Study text Start Marker

Phoenix shooter kills self, second victim 'will not survive'
Suspected Phoenix shooter Arthur Douglas Harmon was found dead Thursday in a Mesa shopping center parking lot from what appeared to be self-inflicted gun shot wounds, police confirmed.
Harmon shot three people at a Phoenix office complex Wednesday morning, police said.
Steven D. Singer, 48, the CEO of a Scottsdale call center, died after being shot in the attack.
Mark Hummels, 43, a partner at Phoenix law firm Osborn Maledon who was injured in the shooting, is not expected to survive, the firm announced Thursday.
The third gunshot victim, Nichole Hampton, 32, is recovering in the hospital.
Police said that Harmon's body was found near Loop 202 and Dobson Road along the Logan Roadhouse restaurant by a landscaper. Officers then located Harmon's white Kia nearby.
Gunfire broke out near a mortgage company on 16th Street north of Glendale Avenue, around 10:30 a.m. Wednesday. Three wounded people were taken to an area hospital, one with life-threatening injuries, said Sgt. Tommy Thompson of the Phoenix Police Department.
Hummels, was shot in the head and neck and underwent surgery, according to an email sent out Wednesday by a colleague in the Phoenix law firm Osborn Maledon.
Hummels represented Singer's firm, Fusion Contact Centers, in a suit filed by Harmon in 2012 over a contract in which the shooting suspect was to refinish call center furniture.
According to court records, Harmon was advanced $29,000 in a deal that he later alleged was a "scam."
An arbitration hearing was scheduled in the case Wednesday morning.
Police said that Harmon became involved in an argument with Singer and Hummels outside the office after the meeting. He shot them both, and Hampton, who was a bystander, Thompson said.

Study text End Marker
Dataset extract Start Marker

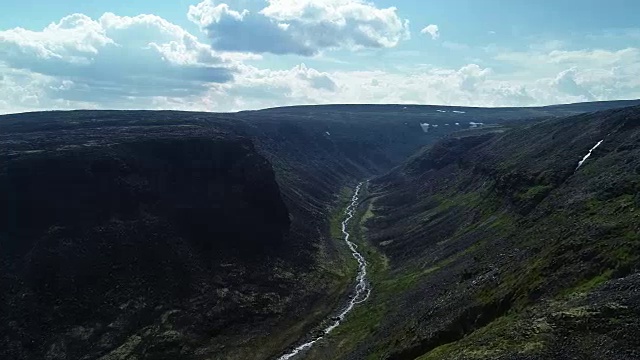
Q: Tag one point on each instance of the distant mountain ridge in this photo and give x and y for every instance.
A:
(178, 235)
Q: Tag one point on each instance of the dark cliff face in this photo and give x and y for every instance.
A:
(204, 190)
(87, 230)
(499, 246)
(171, 235)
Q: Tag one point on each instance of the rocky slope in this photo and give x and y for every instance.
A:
(498, 246)
(164, 235)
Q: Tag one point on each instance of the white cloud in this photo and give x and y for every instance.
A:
(146, 62)
(432, 30)
(302, 27)
(115, 57)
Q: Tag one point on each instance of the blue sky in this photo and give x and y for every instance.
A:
(245, 54)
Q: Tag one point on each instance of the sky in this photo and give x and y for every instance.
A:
(235, 55)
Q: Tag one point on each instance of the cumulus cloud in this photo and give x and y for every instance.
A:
(432, 30)
(566, 82)
(115, 57)
(302, 27)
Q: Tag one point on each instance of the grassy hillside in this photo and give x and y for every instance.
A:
(499, 247)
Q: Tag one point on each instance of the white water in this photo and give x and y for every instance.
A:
(362, 288)
(588, 154)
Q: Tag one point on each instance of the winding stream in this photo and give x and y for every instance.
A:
(362, 289)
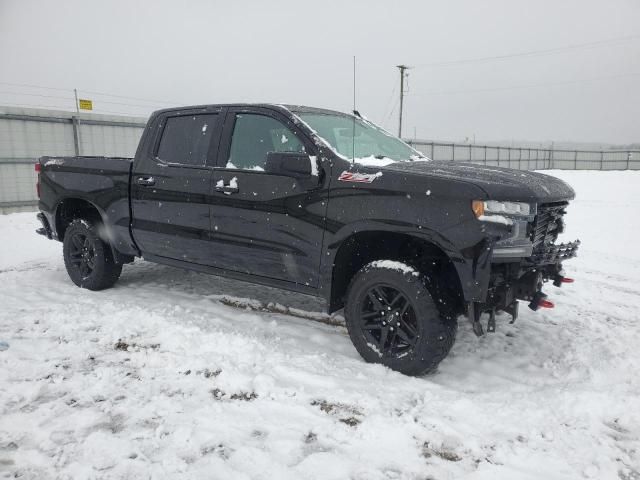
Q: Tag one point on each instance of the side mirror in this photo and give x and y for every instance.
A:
(292, 164)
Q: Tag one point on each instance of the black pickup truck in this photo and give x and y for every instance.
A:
(322, 203)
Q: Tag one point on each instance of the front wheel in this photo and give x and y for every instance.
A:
(88, 259)
(395, 316)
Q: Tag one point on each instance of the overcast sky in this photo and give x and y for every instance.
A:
(186, 52)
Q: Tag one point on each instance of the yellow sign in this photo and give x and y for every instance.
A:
(85, 104)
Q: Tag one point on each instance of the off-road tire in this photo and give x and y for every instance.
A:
(88, 258)
(433, 316)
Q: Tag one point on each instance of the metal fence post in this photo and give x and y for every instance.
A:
(520, 158)
(76, 135)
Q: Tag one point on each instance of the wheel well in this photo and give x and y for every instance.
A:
(364, 247)
(72, 208)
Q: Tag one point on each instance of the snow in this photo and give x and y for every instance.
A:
(313, 160)
(175, 374)
(372, 161)
(394, 265)
(54, 161)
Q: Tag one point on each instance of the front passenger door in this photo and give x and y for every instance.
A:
(263, 223)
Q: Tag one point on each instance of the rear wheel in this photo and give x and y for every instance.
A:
(88, 259)
(396, 317)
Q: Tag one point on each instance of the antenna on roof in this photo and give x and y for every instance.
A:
(355, 112)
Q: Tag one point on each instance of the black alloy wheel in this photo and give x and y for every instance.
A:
(389, 320)
(397, 316)
(82, 254)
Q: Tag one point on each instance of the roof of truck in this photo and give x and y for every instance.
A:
(291, 108)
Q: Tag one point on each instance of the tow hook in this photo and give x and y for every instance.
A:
(559, 280)
(539, 300)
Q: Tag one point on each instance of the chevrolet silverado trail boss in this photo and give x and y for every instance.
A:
(322, 203)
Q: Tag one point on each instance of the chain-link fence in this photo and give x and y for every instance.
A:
(523, 158)
(26, 134)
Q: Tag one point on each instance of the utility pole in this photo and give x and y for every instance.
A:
(402, 77)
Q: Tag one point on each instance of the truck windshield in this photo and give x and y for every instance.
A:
(371, 145)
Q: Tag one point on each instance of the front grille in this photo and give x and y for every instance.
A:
(547, 225)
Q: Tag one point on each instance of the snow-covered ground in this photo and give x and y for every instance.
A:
(163, 377)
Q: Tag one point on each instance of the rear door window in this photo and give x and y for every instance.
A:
(186, 139)
(254, 136)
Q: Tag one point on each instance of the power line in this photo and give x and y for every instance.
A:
(58, 107)
(91, 92)
(531, 53)
(535, 85)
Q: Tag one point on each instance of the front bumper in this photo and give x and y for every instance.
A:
(552, 254)
(46, 228)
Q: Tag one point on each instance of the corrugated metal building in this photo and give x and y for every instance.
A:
(26, 134)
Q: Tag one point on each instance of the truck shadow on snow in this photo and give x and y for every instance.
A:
(531, 343)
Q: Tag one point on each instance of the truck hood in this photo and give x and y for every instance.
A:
(497, 182)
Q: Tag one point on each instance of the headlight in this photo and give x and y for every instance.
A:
(508, 209)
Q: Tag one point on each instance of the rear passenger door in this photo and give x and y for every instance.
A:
(171, 186)
(266, 224)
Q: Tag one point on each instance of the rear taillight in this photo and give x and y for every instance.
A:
(38, 170)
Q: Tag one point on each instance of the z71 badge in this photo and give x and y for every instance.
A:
(358, 177)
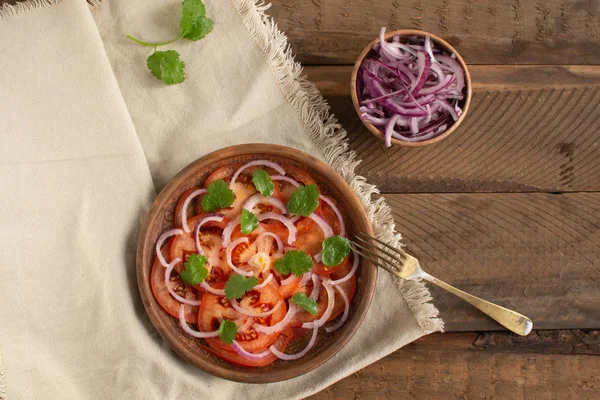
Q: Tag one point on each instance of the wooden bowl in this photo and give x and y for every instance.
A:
(438, 43)
(160, 218)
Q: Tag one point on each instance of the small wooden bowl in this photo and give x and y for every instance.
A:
(160, 218)
(439, 43)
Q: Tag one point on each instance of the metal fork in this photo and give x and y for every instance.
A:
(408, 267)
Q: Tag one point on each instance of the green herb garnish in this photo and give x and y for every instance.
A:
(296, 262)
(248, 222)
(218, 196)
(194, 25)
(227, 331)
(335, 249)
(239, 285)
(194, 272)
(305, 302)
(304, 200)
(263, 183)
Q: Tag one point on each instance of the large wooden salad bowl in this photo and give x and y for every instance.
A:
(160, 218)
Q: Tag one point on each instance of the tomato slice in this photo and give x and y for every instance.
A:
(215, 307)
(231, 356)
(162, 295)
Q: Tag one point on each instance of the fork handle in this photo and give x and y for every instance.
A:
(511, 320)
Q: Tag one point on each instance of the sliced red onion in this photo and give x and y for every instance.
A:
(265, 282)
(350, 274)
(346, 311)
(228, 251)
(208, 218)
(210, 289)
(281, 325)
(284, 220)
(161, 240)
(187, 329)
(177, 297)
(274, 236)
(322, 224)
(285, 178)
(258, 198)
(330, 302)
(226, 238)
(186, 204)
(296, 356)
(248, 313)
(265, 163)
(247, 355)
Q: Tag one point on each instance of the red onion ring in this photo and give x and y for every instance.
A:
(330, 302)
(322, 224)
(281, 325)
(210, 289)
(208, 218)
(228, 251)
(258, 198)
(285, 178)
(159, 243)
(186, 203)
(177, 297)
(248, 313)
(247, 355)
(346, 311)
(284, 220)
(187, 329)
(337, 213)
(265, 163)
(349, 274)
(226, 238)
(296, 356)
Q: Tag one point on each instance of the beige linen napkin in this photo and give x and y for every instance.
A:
(74, 184)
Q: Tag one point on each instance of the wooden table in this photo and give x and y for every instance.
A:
(506, 208)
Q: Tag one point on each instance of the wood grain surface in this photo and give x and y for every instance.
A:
(483, 31)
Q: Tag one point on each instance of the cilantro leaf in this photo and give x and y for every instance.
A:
(335, 249)
(304, 200)
(219, 196)
(263, 183)
(227, 331)
(166, 66)
(194, 271)
(307, 303)
(248, 222)
(237, 285)
(296, 262)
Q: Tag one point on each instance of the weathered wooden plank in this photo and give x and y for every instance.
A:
(469, 366)
(483, 31)
(530, 128)
(536, 253)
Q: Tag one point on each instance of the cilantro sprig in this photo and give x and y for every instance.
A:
(194, 25)
(307, 303)
(296, 262)
(194, 272)
(218, 196)
(248, 222)
(335, 249)
(304, 200)
(238, 285)
(227, 331)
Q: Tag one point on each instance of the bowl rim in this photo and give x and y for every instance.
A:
(145, 250)
(441, 43)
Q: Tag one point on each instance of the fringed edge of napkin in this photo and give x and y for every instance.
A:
(9, 10)
(330, 137)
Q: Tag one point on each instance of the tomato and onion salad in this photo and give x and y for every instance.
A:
(262, 258)
(409, 89)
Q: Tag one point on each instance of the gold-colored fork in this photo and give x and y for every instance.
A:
(408, 267)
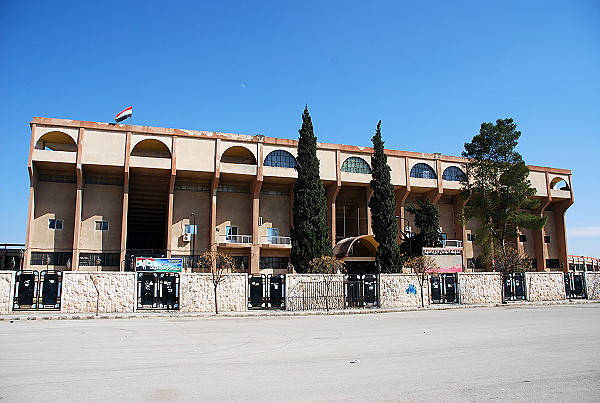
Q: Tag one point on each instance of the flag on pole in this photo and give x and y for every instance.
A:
(124, 114)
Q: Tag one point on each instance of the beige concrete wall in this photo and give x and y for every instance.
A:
(195, 154)
(185, 203)
(103, 148)
(7, 285)
(480, 288)
(275, 211)
(53, 200)
(545, 286)
(308, 291)
(233, 209)
(197, 293)
(116, 292)
(101, 203)
(592, 280)
(401, 290)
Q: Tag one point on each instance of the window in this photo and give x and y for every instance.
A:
(190, 229)
(55, 224)
(422, 171)
(101, 225)
(453, 174)
(281, 159)
(356, 165)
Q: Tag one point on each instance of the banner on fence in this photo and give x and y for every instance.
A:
(158, 264)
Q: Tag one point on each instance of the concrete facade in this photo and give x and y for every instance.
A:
(545, 286)
(110, 192)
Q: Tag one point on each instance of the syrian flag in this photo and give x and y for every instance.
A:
(124, 114)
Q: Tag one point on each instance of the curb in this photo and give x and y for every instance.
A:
(267, 314)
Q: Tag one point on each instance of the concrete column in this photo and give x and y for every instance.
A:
(332, 192)
(78, 202)
(125, 208)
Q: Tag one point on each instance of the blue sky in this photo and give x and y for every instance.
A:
(431, 71)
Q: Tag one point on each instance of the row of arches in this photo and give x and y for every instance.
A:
(59, 141)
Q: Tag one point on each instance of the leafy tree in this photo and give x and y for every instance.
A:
(310, 234)
(383, 209)
(496, 187)
(427, 219)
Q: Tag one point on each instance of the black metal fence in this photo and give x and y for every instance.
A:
(37, 290)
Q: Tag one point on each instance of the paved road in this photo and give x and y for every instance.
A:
(507, 354)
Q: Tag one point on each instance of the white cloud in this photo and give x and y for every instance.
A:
(584, 231)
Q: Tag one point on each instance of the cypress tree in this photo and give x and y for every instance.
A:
(383, 209)
(310, 234)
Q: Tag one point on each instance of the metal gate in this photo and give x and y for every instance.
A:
(575, 285)
(158, 290)
(514, 286)
(37, 291)
(361, 290)
(266, 291)
(444, 288)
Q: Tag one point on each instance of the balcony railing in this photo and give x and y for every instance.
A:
(236, 238)
(277, 240)
(451, 243)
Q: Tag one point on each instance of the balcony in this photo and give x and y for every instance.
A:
(285, 241)
(243, 239)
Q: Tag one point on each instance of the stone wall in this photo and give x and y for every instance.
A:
(197, 293)
(308, 292)
(399, 290)
(6, 291)
(480, 288)
(116, 292)
(545, 286)
(592, 280)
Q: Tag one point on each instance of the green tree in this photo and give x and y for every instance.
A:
(427, 219)
(496, 189)
(383, 209)
(310, 234)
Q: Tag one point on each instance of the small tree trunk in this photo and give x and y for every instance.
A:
(216, 305)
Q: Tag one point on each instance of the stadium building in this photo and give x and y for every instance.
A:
(101, 194)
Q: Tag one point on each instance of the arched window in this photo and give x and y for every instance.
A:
(453, 173)
(280, 158)
(356, 165)
(238, 155)
(423, 171)
(151, 148)
(559, 184)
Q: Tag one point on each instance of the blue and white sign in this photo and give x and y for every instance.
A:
(158, 264)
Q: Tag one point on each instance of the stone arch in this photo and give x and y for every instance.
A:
(151, 148)
(238, 155)
(356, 165)
(56, 141)
(559, 183)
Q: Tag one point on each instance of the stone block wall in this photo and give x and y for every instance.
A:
(116, 292)
(7, 284)
(197, 293)
(480, 288)
(400, 290)
(592, 280)
(545, 286)
(308, 292)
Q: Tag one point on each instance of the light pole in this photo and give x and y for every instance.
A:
(193, 240)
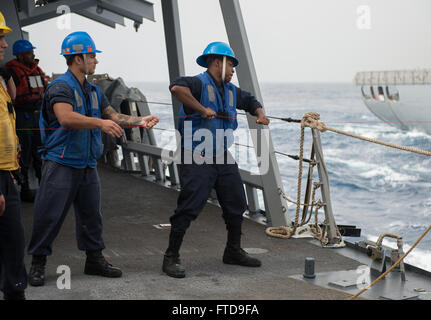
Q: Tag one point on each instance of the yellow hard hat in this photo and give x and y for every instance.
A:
(3, 25)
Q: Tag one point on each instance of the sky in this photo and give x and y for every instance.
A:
(291, 41)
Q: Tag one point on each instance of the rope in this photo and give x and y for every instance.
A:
(284, 232)
(312, 122)
(392, 267)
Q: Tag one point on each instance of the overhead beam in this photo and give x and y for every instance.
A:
(38, 14)
(105, 17)
(135, 10)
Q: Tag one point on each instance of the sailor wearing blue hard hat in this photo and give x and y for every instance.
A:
(30, 81)
(74, 113)
(209, 101)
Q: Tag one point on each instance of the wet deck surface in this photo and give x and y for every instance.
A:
(131, 206)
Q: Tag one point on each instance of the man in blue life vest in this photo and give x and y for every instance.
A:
(73, 114)
(206, 123)
(13, 276)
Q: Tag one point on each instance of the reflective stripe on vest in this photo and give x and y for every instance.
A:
(8, 139)
(188, 125)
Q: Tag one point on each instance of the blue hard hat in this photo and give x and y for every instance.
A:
(218, 48)
(78, 42)
(21, 46)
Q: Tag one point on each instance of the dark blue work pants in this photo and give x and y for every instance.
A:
(197, 182)
(13, 276)
(62, 186)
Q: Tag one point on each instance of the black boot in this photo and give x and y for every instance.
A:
(19, 295)
(36, 276)
(233, 254)
(96, 265)
(171, 261)
(27, 194)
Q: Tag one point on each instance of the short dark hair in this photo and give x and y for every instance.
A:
(70, 58)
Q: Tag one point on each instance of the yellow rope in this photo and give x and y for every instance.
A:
(312, 122)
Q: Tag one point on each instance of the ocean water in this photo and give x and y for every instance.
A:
(375, 188)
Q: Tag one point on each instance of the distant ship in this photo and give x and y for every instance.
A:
(399, 98)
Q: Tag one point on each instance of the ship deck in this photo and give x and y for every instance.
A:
(131, 206)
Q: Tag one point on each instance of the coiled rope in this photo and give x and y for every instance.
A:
(284, 232)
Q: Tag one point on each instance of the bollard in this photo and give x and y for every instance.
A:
(309, 269)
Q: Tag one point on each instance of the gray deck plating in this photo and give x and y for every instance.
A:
(131, 208)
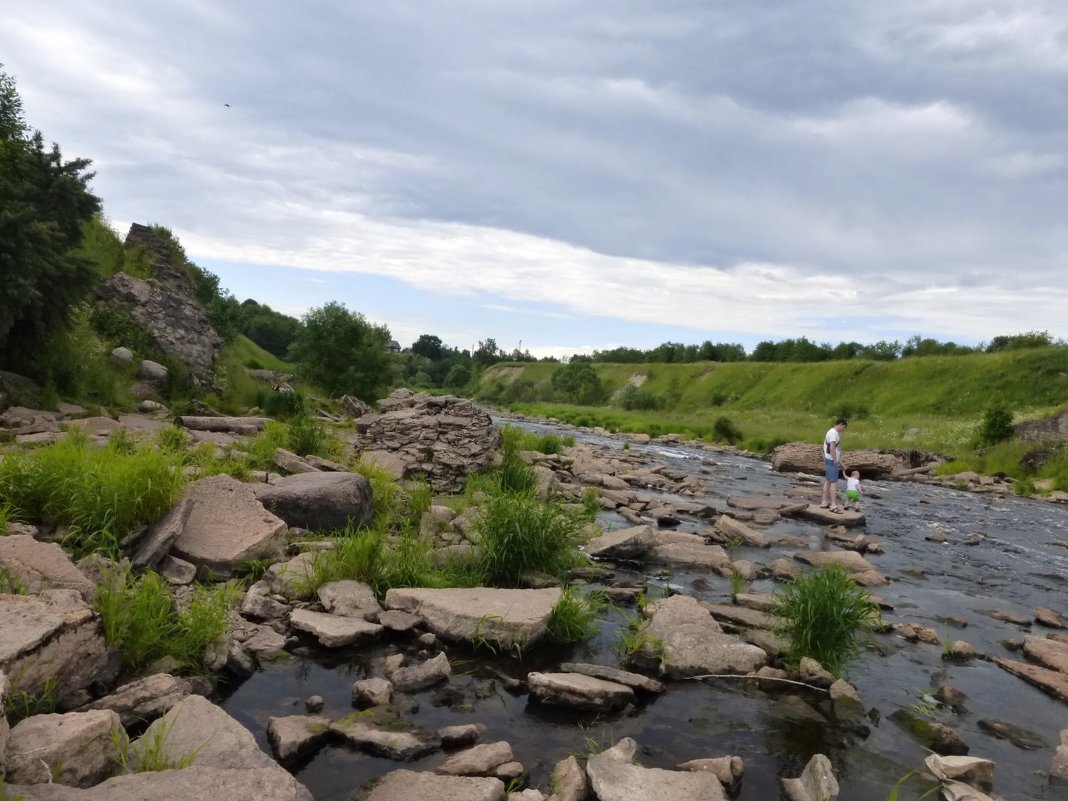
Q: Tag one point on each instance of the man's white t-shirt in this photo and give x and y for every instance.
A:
(832, 436)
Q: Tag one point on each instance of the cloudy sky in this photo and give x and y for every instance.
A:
(577, 175)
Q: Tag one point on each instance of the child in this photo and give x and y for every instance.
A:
(853, 490)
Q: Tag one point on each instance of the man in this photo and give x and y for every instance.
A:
(832, 464)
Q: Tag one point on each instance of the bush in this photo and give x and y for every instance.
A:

Dataset extract End Marker

◆ Exercise instructions ◆
Decide whether each numbered statement below agrees with the article on the Phoenix shooting. Answer yes or no for each, and quote the words of the article that settle it.
1. A landscaper found Harmon's body.
2. Nichole Hampton was a partner at Osborn Maledon.
3. The 2012 suit Harmon filed concerned a contract to refinish call center furniture.

◆ Reply ◆
1. Yes: "Police said that Harmon's body was found near Loop 202 and Dobson Road along the Logan Roadhouse restaurant by a landscaper."
2. No: "He shot them both, and Hampton, who was a bystander, Thompson said."
3. Yes: "a suit filed by Harmon in 2012 over a contract in which the shooting suspect was to refinish call center furniture."